Output the lines below as a Markdown table with the columns "No." and "Line", numbering the rows in order. Omit blank lines and the lines that stand for pictures.

* [Data in this exercise]:
⟨
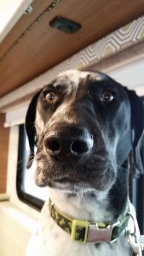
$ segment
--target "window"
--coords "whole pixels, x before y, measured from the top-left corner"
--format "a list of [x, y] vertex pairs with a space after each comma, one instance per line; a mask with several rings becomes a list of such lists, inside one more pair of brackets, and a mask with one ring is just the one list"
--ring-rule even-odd
[[[144, 97], [142, 97], [144, 102]], [[36, 148], [35, 148], [36, 150]], [[35, 162], [29, 169], [26, 164], [29, 154], [29, 147], [23, 125], [20, 125], [18, 163], [16, 189], [18, 197], [24, 202], [41, 210], [44, 201], [48, 197], [48, 188], [38, 188], [34, 181]], [[144, 154], [143, 154], [144, 155]], [[130, 197], [135, 207], [137, 220], [141, 233], [144, 233], [144, 175], [138, 178], [130, 178]]]
[[[37, 150], [35, 147], [35, 151]], [[34, 161], [30, 169], [26, 168], [29, 154], [28, 140], [23, 125], [19, 128], [19, 150], [16, 190], [18, 196], [23, 202], [40, 210], [44, 201], [48, 197], [48, 188], [38, 188], [34, 180], [35, 161]]]

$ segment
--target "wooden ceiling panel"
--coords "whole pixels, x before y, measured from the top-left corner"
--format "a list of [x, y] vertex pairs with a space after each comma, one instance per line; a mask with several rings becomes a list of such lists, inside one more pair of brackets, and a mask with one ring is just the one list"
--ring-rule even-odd
[[[0, 56], [51, 3], [35, 0], [34, 11], [22, 16], [0, 45]], [[143, 14], [143, 0], [62, 0], [0, 62], [0, 96], [18, 88], [90, 43]], [[51, 28], [56, 16], [82, 26], [74, 34]]]

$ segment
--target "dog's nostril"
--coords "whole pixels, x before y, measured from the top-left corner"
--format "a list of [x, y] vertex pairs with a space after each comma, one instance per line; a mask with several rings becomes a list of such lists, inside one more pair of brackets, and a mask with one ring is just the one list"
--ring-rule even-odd
[[47, 141], [46, 147], [53, 152], [59, 151], [60, 148], [60, 145], [59, 141], [56, 139]]
[[71, 149], [73, 153], [82, 154], [88, 151], [88, 148], [87, 144], [84, 141], [76, 141], [73, 142]]

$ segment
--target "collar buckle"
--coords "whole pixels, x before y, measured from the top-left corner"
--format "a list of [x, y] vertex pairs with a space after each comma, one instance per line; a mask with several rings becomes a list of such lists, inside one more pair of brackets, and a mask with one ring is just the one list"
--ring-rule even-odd
[[112, 225], [108, 225], [106, 227], [99, 227], [98, 223], [90, 224], [87, 237], [87, 243], [99, 243], [106, 242], [107, 243], [114, 242], [117, 238], [112, 240], [113, 228], [120, 224], [117, 221]]
[[86, 243], [113, 243], [117, 240], [117, 238], [112, 240], [113, 228], [118, 226], [120, 223], [118, 221], [113, 224], [105, 225], [106, 227], [104, 227], [104, 223], [102, 227], [99, 225], [99, 222], [88, 222], [87, 221], [74, 219], [72, 224], [71, 237], [72, 240], [84, 244]]
[[[88, 222], [80, 219], [74, 219], [72, 223], [71, 237], [72, 240], [77, 241], [83, 244], [87, 242]], [[79, 237], [83, 237], [83, 239]]]

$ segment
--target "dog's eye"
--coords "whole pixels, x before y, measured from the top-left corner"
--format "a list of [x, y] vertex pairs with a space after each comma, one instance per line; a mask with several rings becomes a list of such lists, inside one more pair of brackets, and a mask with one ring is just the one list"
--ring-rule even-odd
[[109, 103], [113, 101], [114, 96], [111, 92], [104, 92], [102, 94], [101, 100], [106, 103]]
[[45, 99], [48, 103], [54, 103], [57, 101], [57, 96], [53, 92], [49, 92], [46, 95]]

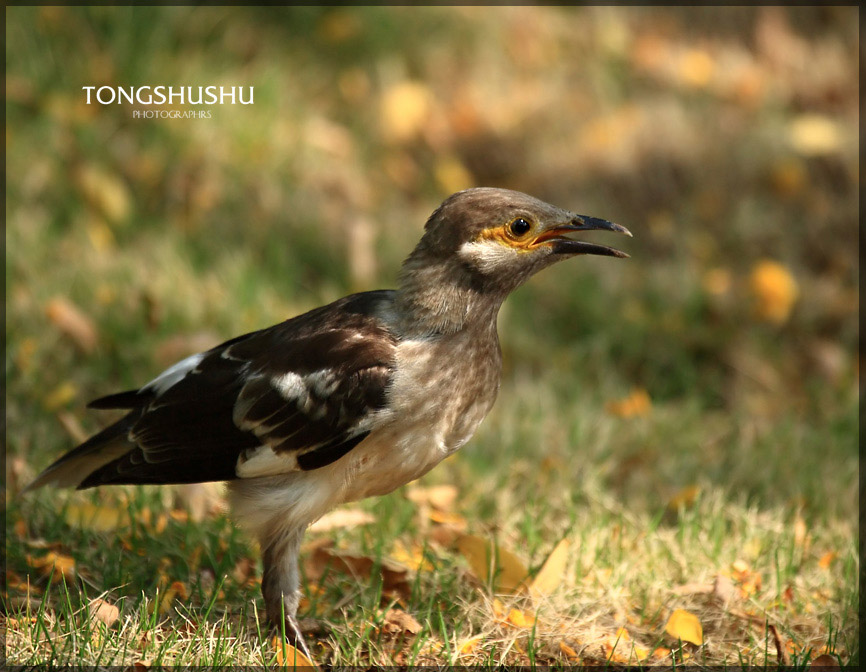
⟩
* [Result of this task]:
| No. | Line |
|---|---|
| 1 | $ segment |
| 2 | --target "window" |
| 3 | --coords "whole pixels, x before y, measured from the top-left corner" |
| 4 | --format "a list of [x, y] vertex pairs with a space after each comma, one instance per line; a mask with several rings becomes a list of such lists, inside one more pair of brackets, and a mask with one ring is just the one list" |
| 5 | --ring-rule even-odd |
| 6 | [[[144, 97], [142, 97], [144, 102]], [[36, 148], [35, 148], [36, 150]], [[35, 162], [29, 169], [26, 164], [29, 154], [29, 147], [23, 125], [20, 125], [18, 163], [16, 189], [18, 197], [24, 202], [41, 210], [44, 201], [48, 197], [48, 188], [38, 188], [34, 181]], [[144, 154], [143, 154], [144, 155]], [[130, 197], [135, 207], [137, 220], [141, 233], [144, 233], [144, 175], [138, 178], [130, 178]]] |
| 7 | [[[37, 150], [35, 147], [35, 151]], [[34, 161], [30, 169], [26, 168], [29, 154], [28, 140], [23, 125], [19, 128], [19, 150], [16, 190], [18, 196], [23, 202], [40, 210], [44, 201], [48, 197], [48, 188], [38, 188], [34, 180], [35, 161]]] |
| 8 | $ segment |
| 9 | --target "wooden ceiling panel" |
| 10 | --coords "whole pixels, x before y, measured from the top-left corner" |
| 11 | --format "a list of [x, y] vertex pairs with a space after each comma, one instance per line; a mask with several rings becomes a list of such lists, inside one more pair of brackets, and a mask with one ring is just the one list" |
| 12 | --ring-rule even-odd |
| 13 | [[[0, 56], [51, 3], [35, 0], [34, 11], [22, 16], [0, 45]], [[143, 14], [143, 0], [62, 0], [0, 62], [0, 96], [18, 88], [90, 43]], [[51, 28], [56, 16], [82, 26], [74, 34]]] |
| 14 | $ segment |
| 15 | --target "dog's nostril" |
| 16 | --coords "whole pixels, x before y, measured from the top-left corner" |
| 17 | --format "a list of [x, y] vertex pairs with a space after each comma, one instance per line; a mask with several rings becomes a list of such lists, inside one more pair of brackets, and a mask with one ring is just the one list" |
| 18 | --ring-rule even-odd |
| 19 | [[47, 141], [46, 147], [53, 152], [59, 151], [60, 148], [60, 145], [59, 141], [56, 139]] |
| 20 | [[71, 149], [73, 153], [82, 154], [88, 151], [88, 148], [87, 144], [84, 141], [76, 141], [73, 142]] |
| 21 | $ segment |
| 22 | --target "collar buckle" |
| 23 | --coords "whole pixels, x before y, measured from the top-left corner" |
| 24 | --format "a list of [x, y] vertex pairs with a space after each comma, one instance per line; a mask with several rings becomes a list of such lists, inside one more pair of brackets, and a mask with one ring is just the one list" |
| 25 | --ring-rule even-odd |
| 26 | [[112, 225], [108, 225], [106, 227], [99, 227], [98, 223], [90, 224], [87, 237], [87, 243], [99, 243], [106, 242], [107, 243], [114, 242], [117, 238], [112, 240], [113, 228], [120, 224], [117, 221]] |
| 27 | [[86, 243], [113, 243], [117, 240], [117, 238], [112, 240], [113, 228], [118, 226], [120, 223], [118, 221], [113, 224], [105, 225], [106, 227], [104, 227], [104, 223], [102, 227], [99, 225], [99, 222], [88, 222], [87, 221], [74, 219], [72, 224], [71, 237], [72, 240], [84, 244]] |
| 28 | [[[88, 222], [80, 219], [74, 219], [72, 223], [71, 237], [72, 240], [77, 241], [83, 244], [87, 242]], [[79, 237], [83, 237], [83, 239]]] |
| 29 | $ segment |
| 30 | --target "dog's eye" |
| 31 | --coords "whole pixels, x before y, measured from the top-left corner" |
| 32 | --format "a list of [x, y] vertex pairs with a space after each comma, one instance per line; a mask with several rings becomes a list of such lists, inside one more pair of brackets, and a mask with one ring is just the one list" |
| 33 | --ring-rule even-odd |
| 34 | [[109, 103], [113, 101], [114, 96], [111, 92], [104, 92], [102, 94], [101, 100], [106, 103]] |
| 35 | [[45, 99], [48, 103], [54, 103], [57, 101], [57, 96], [53, 92], [49, 92], [46, 95]] |